[Object position labeling entries]

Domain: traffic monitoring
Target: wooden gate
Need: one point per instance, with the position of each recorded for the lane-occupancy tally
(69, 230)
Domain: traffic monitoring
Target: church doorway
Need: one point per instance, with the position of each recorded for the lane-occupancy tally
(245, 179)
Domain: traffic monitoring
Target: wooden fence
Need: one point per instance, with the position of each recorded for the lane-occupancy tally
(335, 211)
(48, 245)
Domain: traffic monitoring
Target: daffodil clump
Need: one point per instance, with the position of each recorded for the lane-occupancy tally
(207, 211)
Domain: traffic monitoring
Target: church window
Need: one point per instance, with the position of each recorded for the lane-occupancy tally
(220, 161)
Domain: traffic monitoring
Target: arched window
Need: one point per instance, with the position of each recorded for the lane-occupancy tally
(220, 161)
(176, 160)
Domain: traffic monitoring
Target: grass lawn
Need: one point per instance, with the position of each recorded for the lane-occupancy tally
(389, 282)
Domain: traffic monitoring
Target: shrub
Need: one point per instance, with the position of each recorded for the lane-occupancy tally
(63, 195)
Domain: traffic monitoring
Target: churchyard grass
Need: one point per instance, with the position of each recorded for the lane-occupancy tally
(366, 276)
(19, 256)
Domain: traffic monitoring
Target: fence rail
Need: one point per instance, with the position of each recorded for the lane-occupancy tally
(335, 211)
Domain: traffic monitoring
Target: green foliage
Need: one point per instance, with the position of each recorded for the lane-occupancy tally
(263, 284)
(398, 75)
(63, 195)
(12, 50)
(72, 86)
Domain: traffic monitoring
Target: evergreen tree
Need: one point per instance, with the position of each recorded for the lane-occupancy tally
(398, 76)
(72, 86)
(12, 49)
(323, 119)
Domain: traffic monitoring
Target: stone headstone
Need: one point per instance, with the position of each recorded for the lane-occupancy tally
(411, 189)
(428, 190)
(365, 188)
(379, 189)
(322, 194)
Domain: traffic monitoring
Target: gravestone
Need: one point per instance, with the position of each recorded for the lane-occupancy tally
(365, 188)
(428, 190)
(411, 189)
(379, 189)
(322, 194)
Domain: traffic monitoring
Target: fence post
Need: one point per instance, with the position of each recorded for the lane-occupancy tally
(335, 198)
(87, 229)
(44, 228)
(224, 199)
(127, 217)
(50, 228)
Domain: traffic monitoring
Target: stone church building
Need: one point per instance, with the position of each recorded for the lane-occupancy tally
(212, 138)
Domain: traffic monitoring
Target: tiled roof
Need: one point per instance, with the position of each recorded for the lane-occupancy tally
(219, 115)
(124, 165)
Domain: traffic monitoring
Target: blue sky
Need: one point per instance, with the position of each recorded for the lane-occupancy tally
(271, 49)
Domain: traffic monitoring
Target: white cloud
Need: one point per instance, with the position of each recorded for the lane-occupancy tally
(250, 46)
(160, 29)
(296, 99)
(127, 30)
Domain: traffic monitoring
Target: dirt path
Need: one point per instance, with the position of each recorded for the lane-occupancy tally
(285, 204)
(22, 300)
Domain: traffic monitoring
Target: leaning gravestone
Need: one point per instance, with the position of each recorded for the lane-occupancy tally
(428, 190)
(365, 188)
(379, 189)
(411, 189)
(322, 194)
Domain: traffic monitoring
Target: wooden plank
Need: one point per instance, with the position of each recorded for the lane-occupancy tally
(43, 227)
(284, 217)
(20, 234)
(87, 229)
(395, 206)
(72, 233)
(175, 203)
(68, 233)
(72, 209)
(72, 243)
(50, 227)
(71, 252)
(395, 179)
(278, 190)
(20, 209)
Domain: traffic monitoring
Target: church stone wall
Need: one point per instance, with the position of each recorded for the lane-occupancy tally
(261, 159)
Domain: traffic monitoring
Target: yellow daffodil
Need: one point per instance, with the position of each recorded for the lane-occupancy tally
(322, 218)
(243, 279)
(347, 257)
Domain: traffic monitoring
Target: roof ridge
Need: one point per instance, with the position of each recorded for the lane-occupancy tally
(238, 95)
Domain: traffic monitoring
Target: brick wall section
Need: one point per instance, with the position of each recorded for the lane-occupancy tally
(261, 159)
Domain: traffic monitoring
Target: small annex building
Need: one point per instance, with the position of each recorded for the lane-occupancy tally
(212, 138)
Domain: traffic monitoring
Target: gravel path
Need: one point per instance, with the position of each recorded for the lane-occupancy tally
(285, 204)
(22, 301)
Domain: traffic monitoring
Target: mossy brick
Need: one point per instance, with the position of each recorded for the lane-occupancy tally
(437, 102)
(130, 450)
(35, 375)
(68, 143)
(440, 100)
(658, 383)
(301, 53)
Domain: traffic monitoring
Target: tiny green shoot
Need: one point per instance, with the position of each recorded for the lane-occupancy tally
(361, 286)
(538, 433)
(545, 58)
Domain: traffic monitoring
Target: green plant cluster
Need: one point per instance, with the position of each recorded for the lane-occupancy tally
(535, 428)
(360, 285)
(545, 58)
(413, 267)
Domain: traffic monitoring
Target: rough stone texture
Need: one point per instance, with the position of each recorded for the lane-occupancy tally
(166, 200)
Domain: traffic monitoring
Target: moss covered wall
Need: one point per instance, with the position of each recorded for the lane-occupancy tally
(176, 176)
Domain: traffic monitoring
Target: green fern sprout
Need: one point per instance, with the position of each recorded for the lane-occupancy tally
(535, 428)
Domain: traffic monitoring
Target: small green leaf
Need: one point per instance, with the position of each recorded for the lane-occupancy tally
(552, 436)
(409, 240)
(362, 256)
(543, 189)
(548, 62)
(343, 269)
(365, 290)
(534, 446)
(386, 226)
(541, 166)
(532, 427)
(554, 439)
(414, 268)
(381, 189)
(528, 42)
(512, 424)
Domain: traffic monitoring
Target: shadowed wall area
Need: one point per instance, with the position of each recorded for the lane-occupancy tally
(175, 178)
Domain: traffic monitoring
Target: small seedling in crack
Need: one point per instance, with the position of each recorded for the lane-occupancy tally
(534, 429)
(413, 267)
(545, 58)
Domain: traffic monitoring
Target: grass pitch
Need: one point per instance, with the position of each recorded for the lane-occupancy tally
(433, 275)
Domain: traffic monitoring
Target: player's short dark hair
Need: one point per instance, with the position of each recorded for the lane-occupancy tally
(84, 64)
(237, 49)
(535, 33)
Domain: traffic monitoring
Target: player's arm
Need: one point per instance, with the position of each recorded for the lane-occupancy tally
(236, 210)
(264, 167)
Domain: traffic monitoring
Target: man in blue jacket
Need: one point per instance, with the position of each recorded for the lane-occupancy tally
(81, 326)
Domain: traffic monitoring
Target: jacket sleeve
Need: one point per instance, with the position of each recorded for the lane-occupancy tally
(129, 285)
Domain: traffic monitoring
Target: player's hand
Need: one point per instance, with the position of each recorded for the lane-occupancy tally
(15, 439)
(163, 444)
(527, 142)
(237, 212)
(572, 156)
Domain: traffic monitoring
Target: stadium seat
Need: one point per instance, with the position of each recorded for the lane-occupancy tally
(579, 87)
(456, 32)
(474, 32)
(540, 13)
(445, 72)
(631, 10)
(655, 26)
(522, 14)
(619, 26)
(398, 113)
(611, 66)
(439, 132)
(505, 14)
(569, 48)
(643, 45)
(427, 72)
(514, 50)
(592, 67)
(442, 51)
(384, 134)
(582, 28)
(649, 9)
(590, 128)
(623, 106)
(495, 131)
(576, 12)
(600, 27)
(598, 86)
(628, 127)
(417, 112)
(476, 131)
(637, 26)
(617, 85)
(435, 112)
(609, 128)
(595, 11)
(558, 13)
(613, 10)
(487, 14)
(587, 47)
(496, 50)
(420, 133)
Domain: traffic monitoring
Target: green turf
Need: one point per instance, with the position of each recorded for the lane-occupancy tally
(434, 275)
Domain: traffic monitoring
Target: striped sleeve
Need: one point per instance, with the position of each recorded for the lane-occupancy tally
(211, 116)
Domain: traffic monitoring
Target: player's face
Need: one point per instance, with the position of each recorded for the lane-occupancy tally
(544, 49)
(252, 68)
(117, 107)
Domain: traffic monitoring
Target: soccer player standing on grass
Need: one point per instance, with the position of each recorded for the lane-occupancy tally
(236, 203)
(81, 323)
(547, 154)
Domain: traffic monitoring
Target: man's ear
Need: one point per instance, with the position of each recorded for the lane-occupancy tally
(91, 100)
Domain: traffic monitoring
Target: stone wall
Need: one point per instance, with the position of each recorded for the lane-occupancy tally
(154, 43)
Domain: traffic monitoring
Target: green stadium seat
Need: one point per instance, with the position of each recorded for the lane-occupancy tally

▸ Aim of the task
Please pick out and copy each line in the items above that contains the word "wooden". Case counts.

▸ In response
Target: wooden gate
Target: wooden fence
Target: wooden plank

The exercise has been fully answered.